======== Sezione del documento

E poi astrazioni astrificazioni formulazione d’astri
assideramento, attraverso sidera e coelos
assideramenti assimilazioni
nel perfezionato procederei
più in là del grande abbaglio, del pieno e del vuoto,
ricercherei procedimenti
risaltando, evitando
dubbiose tenebrose;saprei direi.

Ma come ci soffolce, quanta è l’ubertà nivale
come vale: a valle del mattino a valle
a monte della luce plurifonte.
Mi sono messo di mezzo a questo movimento -mancamento
radiale
ahi il primo brivido del salire, del capire,
partono in ordine, sfidano: ecco tutto.
E la tua consolazione insolazione e la mia ,frutto,
di quest’inverno, allenate, alleate,
sui vertici vitrei del sempre, sui margini nevati
del mai-mai-non-lasciai-andare,
e la stella che brucia nel suo riccio
la castagna tratta dal ghiaccio
e tutto – e tutto eros, tutto libertà nel laccio
nell’abbraccio mi sta: ci sta,
ci sta all’invito, sta nel programma, nella faccenda.

Un sorriso, vero? E la vi(ta) (id-vid)
quella di cui non si può nulla, non ipotizzare,
sulla soglia si fa (accarezzare?).
Evoè lungo i ghiacci e le colture dei colori
e i rassicurati lavori degli ori.
Pronto. A chi parlo? Riallacciare.
E sono pronto, in fase dell’immortale,
per uno sketch-idea della neve, per un suo guizzo.
Pronto.

Alla, della perfetta.
«È tutto, potete andare.»

Chi era Andrea Zanzotto

Andrea Zanzotto, figlio del pittore e decoratore Giovanni Zanzotto, nasce il 10 ottobre del 1921 a Pieve di Soligo, in provincia di Treviso. L’anno successivo, la famiglia si trasferisce nella contrada di Cal Santa per via del lavoro del padre. I luoghi descritti nelle poesie di Andrea Zanzotto sono proprio questi.

================

=== Ordine di lavoro ===
Aggiorna il testo riportando il tratto che parte dalle parole "Evoè lungo i" e si chiude dopo "Alla, della perfetta.". Al posto di "neve" scrivi "pioggia".

======== Insieme di dati

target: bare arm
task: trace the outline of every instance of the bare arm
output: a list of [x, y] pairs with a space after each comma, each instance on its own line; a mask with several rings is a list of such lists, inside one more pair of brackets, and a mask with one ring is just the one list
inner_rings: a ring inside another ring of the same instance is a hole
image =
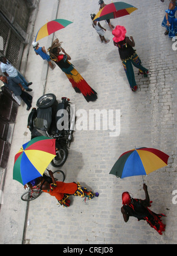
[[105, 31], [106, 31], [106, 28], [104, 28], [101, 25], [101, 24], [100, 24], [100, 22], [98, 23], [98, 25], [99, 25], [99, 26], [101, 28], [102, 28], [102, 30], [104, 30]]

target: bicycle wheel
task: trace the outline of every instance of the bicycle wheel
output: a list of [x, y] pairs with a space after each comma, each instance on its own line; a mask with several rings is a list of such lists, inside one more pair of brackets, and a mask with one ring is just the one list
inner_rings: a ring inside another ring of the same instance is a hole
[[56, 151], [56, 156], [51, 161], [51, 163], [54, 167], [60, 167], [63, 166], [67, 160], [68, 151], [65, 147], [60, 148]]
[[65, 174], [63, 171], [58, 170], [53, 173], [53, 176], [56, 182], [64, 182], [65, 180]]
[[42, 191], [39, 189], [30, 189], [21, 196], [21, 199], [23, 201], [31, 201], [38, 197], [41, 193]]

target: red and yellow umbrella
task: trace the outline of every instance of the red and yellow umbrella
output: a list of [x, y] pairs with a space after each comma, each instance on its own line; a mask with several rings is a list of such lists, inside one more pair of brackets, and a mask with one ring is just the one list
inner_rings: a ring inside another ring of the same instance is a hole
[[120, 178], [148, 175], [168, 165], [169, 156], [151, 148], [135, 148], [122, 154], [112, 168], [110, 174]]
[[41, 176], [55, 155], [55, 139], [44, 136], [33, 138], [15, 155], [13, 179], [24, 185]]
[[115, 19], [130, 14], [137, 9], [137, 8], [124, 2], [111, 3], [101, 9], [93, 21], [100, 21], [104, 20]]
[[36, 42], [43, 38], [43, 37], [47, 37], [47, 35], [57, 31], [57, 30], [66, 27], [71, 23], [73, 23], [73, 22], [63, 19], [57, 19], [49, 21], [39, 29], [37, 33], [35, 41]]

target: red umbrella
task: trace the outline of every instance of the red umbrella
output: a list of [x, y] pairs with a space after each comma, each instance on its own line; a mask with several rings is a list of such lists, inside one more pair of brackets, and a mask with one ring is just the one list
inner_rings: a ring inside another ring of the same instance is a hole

================

=== Soluzione del problema ===
Evoè lungo i ghiacci e le colture dei colori
e i rassicurati lavori degli ori.
Pronto. A chi parlo? Riallacciare.
E sono pronto, in fase dell’immortale,
per uno sketch-idea della pioggia, per un suo guizzo.
Pronto.

Alla, della perfetta.